---- Las entradas

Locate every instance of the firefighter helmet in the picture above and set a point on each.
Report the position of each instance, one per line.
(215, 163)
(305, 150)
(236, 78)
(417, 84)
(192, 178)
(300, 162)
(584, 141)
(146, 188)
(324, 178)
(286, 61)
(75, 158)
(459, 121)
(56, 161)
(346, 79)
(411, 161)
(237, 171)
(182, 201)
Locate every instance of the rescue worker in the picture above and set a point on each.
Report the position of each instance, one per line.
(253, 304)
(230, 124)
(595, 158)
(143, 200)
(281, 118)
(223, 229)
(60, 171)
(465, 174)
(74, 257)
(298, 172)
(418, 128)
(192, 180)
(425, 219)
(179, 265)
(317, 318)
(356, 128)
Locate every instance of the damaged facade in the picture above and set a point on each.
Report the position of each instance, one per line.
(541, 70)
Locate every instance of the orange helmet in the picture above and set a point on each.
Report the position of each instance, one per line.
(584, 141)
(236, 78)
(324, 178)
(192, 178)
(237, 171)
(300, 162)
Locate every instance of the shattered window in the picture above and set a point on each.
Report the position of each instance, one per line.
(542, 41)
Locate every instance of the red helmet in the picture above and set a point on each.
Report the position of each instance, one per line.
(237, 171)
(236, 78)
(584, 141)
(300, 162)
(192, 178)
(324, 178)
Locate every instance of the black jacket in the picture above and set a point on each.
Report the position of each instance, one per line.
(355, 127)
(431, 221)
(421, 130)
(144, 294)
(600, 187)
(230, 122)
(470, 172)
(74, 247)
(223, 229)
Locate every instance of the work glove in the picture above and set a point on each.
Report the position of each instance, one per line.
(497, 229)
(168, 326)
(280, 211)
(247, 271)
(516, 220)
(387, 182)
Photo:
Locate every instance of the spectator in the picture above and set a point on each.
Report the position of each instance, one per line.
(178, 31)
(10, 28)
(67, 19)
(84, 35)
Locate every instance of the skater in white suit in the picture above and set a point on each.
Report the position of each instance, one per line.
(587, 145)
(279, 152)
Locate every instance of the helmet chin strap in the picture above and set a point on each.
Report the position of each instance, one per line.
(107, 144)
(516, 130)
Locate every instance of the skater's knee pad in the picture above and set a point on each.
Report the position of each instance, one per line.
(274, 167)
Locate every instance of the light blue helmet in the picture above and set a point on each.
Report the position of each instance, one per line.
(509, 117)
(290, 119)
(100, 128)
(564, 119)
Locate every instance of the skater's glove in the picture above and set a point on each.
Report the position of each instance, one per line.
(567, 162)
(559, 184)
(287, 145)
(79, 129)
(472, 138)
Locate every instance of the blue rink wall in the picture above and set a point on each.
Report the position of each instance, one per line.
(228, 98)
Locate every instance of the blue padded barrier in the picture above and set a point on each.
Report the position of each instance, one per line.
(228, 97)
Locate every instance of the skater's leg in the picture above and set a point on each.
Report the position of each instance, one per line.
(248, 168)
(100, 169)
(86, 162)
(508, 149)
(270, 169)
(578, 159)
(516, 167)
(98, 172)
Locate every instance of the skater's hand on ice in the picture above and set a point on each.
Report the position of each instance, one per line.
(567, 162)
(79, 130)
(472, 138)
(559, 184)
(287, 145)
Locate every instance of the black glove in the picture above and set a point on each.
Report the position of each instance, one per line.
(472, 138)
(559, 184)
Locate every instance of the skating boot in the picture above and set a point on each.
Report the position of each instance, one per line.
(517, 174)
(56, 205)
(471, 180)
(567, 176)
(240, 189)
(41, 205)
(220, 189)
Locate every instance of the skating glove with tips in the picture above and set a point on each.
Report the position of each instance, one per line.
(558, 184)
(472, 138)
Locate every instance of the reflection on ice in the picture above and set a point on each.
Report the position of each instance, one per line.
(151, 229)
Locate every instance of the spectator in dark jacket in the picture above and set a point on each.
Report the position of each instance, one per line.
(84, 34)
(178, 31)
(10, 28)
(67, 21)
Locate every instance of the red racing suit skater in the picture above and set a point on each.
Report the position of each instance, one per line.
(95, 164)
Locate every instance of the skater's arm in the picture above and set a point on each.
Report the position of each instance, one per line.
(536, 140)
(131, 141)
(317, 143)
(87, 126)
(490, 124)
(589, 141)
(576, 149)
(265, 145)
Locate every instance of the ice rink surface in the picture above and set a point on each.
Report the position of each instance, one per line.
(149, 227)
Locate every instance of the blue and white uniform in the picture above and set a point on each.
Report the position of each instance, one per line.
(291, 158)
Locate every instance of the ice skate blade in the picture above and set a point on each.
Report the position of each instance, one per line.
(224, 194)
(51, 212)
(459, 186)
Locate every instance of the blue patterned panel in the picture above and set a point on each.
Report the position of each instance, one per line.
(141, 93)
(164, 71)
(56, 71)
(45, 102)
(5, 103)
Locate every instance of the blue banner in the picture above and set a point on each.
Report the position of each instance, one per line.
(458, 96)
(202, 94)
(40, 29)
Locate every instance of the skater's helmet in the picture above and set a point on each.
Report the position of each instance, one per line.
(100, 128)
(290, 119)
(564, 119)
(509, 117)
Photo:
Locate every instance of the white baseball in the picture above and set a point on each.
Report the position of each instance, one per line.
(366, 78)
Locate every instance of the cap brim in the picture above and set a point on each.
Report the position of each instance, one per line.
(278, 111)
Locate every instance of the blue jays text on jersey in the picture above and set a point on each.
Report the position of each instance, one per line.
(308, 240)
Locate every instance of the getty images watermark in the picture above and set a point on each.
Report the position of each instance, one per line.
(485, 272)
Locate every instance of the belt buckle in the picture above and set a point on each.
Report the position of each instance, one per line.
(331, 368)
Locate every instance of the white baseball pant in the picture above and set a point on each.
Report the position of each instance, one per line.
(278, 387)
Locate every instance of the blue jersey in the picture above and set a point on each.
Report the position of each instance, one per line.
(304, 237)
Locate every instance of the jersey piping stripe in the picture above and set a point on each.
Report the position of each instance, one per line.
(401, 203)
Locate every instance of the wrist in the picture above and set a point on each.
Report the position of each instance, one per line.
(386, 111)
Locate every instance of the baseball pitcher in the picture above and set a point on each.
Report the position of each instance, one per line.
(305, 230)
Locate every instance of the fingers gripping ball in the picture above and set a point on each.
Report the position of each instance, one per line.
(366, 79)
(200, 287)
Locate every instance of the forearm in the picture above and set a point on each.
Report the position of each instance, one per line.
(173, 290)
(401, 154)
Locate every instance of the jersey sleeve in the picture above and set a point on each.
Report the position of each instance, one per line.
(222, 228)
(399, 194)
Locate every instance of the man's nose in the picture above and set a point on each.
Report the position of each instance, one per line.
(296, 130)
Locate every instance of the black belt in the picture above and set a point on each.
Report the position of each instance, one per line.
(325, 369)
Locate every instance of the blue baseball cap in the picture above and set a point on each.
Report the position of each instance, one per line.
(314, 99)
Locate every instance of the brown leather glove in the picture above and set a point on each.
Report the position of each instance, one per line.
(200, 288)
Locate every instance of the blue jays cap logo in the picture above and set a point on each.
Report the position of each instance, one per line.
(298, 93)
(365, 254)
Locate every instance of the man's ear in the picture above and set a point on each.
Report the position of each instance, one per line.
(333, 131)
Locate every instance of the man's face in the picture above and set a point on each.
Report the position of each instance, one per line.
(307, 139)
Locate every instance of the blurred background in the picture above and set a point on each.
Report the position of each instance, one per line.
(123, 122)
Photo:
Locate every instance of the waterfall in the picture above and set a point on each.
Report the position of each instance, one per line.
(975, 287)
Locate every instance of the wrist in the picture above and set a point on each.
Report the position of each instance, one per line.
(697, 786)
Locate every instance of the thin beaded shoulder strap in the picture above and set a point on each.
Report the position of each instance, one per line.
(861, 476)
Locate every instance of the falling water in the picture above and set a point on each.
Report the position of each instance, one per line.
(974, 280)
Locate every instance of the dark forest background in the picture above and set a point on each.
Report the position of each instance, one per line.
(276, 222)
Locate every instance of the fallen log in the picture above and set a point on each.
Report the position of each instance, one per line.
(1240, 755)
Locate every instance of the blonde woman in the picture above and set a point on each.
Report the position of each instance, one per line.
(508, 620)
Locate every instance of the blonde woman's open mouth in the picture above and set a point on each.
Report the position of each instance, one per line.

--------

#### Qué trabajar
Reescribe como lista numerada todo lo que va desde la línea que contiene "Locate every instance of the falling" hasta el final de las entradas de arriba, ambos extremos incluidos y sin líneas en blanco.

#### Resultado del ejercicio
1. Locate every instance of the falling water in the picture above and set a point on each.
2. Report the position of each instance, one per line.
3. (974, 280)
4. Locate every instance of the dark forest background in the picture above and set a point on each.
5. Report the position of each instance, one per line.
6. (276, 222)
7. Locate every instance of the fallen log in the picture above and set a point on each.
8. Report the position of each instance, one per line.
9. (1240, 755)
10. Locate every instance of the blonde woman in the picture above and set a point on each.
11. Report the position of each instance, one per line.
12. (508, 620)
13. Locate every instance of the blonde woman's open mouth in the picture above and set a point on each.
14. Report the position of each instance, one per line.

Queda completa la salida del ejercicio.